(Object pointing dataset rows)
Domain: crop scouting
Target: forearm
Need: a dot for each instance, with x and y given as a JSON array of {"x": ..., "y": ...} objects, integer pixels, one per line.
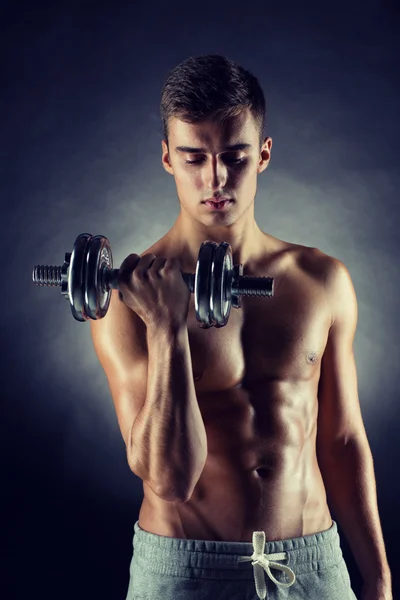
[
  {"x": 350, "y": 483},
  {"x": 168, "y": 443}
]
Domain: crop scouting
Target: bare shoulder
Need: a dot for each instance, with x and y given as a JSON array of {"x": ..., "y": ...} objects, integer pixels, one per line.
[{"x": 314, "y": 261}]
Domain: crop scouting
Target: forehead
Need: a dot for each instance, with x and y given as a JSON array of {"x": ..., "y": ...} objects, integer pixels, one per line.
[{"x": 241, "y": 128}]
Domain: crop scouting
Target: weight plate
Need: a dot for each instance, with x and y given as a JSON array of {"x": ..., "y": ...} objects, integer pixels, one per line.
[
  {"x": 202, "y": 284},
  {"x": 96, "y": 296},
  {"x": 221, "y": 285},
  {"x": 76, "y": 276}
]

* * *

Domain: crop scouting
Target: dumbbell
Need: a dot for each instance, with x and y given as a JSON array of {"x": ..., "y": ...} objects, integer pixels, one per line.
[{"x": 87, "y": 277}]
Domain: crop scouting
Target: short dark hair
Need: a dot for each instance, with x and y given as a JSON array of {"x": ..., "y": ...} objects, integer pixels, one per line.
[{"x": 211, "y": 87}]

## Task to carry out
Locate each line in the data above that contains the string "Target", treating uppercase and lowercase as distinct, and copy every such line.

## Answer in full
Target: forearm
Target: bare shoulder
Target: forehead
Target: weight plate
Target: dumbbell
Target: short dark hair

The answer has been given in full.